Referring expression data
============================================================
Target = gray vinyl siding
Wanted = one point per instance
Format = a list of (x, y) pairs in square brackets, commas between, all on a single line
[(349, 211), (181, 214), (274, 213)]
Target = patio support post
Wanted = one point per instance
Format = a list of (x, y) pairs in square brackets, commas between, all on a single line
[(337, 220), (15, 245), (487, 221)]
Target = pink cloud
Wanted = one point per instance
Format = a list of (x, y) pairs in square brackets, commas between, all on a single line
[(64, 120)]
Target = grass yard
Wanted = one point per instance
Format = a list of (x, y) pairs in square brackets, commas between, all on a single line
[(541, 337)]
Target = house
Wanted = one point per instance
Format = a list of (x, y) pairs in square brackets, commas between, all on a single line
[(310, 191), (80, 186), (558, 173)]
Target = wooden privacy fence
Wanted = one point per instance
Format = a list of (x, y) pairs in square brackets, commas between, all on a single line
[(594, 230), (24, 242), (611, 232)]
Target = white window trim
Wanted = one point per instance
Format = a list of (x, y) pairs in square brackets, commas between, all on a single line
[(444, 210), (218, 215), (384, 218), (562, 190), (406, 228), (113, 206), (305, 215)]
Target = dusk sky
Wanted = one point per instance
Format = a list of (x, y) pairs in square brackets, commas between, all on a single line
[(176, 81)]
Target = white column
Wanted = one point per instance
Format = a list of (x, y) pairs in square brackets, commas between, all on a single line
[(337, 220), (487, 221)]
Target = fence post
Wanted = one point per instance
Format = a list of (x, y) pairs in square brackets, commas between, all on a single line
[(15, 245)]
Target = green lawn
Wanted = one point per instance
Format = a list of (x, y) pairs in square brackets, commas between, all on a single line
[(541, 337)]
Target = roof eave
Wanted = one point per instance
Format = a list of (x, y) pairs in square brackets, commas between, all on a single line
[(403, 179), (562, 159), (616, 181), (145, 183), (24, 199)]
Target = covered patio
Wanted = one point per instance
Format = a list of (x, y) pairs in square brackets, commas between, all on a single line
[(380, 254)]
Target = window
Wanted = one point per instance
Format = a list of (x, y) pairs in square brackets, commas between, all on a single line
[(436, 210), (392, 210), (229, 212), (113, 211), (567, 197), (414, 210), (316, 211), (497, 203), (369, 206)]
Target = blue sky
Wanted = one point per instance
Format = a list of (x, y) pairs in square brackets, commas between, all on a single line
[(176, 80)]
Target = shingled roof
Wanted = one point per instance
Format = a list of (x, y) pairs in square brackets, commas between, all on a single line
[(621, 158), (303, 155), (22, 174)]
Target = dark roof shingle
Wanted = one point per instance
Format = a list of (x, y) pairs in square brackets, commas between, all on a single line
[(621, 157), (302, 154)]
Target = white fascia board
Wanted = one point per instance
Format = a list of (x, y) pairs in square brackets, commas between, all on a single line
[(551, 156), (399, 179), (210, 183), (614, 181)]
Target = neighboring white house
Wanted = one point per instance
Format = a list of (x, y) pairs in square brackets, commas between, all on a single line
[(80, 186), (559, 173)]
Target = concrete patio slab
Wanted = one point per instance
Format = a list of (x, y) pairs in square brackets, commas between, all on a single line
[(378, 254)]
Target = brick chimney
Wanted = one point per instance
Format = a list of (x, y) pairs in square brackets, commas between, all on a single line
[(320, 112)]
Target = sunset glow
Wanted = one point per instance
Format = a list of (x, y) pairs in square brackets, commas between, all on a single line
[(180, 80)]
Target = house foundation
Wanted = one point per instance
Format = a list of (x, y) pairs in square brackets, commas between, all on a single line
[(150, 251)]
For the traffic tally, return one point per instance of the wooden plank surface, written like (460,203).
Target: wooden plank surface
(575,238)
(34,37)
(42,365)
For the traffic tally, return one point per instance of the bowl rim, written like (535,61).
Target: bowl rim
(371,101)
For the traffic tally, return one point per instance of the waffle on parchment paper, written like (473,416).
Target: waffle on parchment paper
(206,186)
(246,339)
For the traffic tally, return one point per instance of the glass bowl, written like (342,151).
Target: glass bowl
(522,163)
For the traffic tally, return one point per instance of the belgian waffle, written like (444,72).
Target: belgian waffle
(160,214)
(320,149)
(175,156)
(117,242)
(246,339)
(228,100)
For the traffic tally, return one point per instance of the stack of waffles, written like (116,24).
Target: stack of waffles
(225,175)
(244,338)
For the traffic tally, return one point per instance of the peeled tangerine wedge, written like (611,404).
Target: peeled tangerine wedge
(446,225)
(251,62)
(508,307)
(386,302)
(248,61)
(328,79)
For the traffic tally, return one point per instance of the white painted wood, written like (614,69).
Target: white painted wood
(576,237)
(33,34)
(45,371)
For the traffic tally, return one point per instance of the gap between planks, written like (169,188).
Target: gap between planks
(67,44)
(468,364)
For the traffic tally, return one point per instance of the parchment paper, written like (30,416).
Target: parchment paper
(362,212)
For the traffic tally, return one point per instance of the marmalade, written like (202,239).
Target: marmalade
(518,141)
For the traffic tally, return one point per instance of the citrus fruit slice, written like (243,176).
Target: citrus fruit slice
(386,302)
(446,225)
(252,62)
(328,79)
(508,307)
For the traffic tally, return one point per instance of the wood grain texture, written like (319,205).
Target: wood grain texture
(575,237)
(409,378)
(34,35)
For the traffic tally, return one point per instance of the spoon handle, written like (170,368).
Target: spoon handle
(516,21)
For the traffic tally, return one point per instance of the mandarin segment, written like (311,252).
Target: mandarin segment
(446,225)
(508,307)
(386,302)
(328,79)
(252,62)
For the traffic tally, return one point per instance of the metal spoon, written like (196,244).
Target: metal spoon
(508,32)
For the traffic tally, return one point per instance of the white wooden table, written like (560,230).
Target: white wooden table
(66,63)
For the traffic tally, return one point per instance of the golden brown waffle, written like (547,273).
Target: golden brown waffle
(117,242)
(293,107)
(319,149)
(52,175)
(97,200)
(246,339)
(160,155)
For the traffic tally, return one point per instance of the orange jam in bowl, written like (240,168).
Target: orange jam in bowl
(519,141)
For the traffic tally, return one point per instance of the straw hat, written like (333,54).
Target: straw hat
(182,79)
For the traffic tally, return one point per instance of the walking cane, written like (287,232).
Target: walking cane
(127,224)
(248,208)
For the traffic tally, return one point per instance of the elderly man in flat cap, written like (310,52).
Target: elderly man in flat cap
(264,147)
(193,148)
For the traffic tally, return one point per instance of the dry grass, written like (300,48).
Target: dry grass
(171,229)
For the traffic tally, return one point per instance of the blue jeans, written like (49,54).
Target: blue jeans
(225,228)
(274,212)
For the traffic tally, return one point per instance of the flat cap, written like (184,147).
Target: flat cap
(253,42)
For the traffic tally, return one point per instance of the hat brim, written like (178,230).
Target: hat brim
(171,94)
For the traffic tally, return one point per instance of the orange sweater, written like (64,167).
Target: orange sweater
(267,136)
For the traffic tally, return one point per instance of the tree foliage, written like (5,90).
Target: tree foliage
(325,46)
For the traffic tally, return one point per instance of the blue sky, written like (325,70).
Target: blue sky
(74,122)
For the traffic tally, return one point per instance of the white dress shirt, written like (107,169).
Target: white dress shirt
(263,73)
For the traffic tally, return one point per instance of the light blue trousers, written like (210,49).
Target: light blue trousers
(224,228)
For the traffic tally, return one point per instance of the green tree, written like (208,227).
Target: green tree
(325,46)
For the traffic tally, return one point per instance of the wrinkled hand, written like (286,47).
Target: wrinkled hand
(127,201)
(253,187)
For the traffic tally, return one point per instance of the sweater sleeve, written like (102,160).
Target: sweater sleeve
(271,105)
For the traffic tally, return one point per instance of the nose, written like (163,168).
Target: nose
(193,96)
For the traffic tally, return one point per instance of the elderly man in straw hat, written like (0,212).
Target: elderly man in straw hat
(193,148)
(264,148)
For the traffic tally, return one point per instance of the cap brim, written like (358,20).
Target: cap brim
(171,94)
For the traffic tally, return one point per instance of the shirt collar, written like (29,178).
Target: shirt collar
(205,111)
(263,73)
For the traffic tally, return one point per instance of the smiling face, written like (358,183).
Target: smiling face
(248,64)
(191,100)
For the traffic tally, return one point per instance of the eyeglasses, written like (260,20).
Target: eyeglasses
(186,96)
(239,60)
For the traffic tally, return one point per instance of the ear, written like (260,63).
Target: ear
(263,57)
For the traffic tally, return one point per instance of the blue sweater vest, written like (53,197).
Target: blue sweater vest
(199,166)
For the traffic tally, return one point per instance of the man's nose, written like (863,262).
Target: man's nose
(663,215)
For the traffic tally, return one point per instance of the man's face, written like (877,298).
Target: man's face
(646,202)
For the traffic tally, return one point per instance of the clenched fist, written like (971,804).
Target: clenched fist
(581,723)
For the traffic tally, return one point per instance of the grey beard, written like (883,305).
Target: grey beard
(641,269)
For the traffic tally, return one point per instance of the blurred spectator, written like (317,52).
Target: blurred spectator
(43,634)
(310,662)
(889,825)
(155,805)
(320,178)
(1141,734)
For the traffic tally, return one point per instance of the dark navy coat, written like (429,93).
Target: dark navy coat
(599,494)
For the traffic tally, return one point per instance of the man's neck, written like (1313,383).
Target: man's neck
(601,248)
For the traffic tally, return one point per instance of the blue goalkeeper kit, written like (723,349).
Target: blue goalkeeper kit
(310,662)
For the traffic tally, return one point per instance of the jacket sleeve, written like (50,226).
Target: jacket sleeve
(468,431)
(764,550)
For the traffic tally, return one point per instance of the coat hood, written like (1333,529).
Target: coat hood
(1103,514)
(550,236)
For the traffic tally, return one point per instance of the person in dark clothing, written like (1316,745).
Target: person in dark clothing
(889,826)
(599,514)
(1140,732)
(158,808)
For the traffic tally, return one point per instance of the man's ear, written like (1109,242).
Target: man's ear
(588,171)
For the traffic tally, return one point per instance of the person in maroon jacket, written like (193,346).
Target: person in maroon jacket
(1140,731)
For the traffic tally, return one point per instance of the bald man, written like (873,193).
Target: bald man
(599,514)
============================================================
- Problem requirements -
The line with "Target: man's neck" and every line after it up to the end of the entries: output those exactly, and only those.

- Written answer -
Target: man's neck
(601,248)
For the traffic tally, return one point per instance of the blue goalkeeper kit, written like (723,349).
Target: blue goalkeeper kit
(310,662)
For the traffic tally, return one point per instance of the jacket sleeve, written like (50,226).
Target: jacket sleeve
(468,431)
(764,550)
For the traffic tally, return one point per instance of the coat hood, written like (1333,529).
Target: coat hood
(1103,514)
(550,236)
For the traffic tally, return one point per instance of the person in dark clothing, written like (1316,745).
Target: person in dark clothing
(889,826)
(599,514)
(1140,732)
(158,808)
For the traffic tally, return one point per instance of the man's ear, written like (1109,242).
Target: man's ear
(588,171)
For the traffic tally, return one point per instance of the person in maroon jacket, written like (193,346).
Target: person in maroon jacket
(1140,731)
For the traffic tally, return one point per instance of the bald man, written like (873,193).
Target: bald man
(599,514)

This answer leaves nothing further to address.